» Work request: Copy each line of the entries that includes the word "overcast".
----------
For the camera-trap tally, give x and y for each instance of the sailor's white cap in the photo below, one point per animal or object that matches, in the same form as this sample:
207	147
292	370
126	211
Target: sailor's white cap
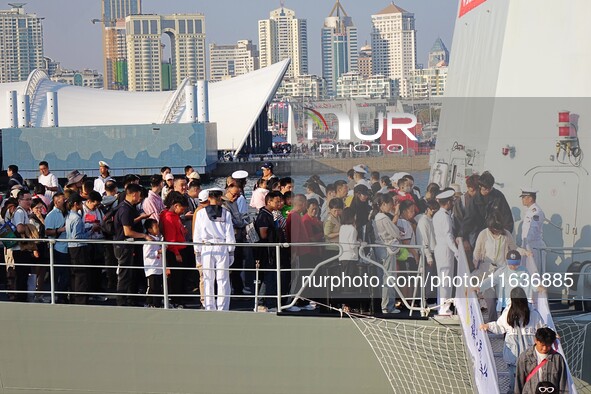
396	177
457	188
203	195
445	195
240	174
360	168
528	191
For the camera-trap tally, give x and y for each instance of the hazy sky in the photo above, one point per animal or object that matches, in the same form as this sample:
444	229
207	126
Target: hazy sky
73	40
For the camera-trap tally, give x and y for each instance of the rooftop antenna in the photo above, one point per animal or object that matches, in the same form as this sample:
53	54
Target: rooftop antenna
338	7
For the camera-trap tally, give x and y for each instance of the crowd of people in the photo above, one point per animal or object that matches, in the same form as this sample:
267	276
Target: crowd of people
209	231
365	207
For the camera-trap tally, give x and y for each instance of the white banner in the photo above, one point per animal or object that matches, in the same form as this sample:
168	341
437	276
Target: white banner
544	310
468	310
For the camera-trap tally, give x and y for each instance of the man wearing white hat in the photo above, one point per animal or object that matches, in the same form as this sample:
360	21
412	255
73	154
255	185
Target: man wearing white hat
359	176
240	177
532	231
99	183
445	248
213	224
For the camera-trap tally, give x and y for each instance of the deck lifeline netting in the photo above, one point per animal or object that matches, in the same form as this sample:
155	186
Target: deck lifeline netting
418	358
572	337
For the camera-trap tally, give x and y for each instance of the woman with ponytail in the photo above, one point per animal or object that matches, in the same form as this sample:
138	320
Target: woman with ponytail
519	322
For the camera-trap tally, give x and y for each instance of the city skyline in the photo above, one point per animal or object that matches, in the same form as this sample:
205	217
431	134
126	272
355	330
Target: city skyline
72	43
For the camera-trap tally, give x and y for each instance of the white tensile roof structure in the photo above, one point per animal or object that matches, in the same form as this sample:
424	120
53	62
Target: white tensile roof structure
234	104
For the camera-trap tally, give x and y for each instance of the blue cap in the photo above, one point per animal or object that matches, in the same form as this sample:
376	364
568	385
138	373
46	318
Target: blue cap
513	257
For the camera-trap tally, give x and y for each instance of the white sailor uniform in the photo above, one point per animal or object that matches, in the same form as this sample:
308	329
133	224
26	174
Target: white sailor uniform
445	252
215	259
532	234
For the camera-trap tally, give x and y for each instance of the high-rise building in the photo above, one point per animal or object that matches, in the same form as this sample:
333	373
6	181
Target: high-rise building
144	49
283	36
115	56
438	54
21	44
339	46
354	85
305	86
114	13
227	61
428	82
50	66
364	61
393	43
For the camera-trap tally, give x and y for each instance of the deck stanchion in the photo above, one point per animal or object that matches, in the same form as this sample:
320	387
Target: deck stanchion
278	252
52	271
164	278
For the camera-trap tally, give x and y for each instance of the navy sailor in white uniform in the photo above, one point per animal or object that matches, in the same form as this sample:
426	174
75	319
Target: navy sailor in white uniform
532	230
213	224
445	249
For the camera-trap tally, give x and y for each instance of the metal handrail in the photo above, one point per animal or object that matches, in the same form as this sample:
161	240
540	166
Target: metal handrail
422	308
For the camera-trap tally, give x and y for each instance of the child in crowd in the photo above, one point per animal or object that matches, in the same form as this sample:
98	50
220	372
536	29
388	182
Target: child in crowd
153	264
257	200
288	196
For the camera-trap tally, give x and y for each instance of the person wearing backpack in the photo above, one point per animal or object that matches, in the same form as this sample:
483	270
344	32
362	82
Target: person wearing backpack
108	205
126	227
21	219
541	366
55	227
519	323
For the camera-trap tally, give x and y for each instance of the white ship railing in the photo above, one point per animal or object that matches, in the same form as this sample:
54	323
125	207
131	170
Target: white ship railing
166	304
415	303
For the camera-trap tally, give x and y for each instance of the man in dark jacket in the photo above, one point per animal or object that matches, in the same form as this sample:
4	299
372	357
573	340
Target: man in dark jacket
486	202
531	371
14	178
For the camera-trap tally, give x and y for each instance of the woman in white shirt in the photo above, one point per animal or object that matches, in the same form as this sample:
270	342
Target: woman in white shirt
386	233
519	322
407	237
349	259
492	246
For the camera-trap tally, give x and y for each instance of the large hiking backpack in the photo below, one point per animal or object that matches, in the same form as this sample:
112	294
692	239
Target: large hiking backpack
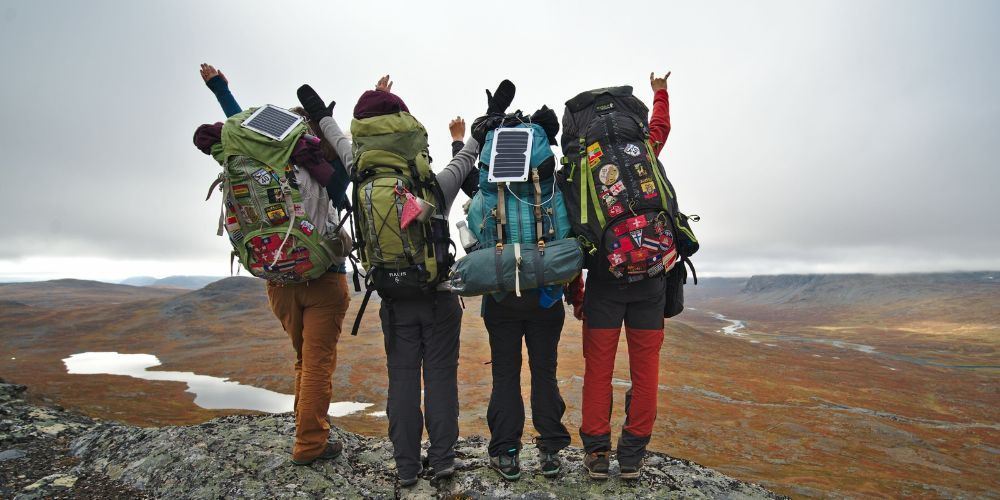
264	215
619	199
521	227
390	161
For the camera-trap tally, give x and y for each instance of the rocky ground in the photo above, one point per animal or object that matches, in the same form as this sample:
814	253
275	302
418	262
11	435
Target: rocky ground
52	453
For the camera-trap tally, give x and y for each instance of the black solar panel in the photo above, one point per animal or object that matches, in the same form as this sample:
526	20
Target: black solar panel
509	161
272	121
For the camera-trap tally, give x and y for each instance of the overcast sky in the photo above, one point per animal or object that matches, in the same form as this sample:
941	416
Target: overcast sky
----------
» Output of the exercise:
For the camera-trap tally, give x and y for each instance of the overcast sky in the photo above, one point per animal or object that matches, in the same form as this sample:
Target: overcast sky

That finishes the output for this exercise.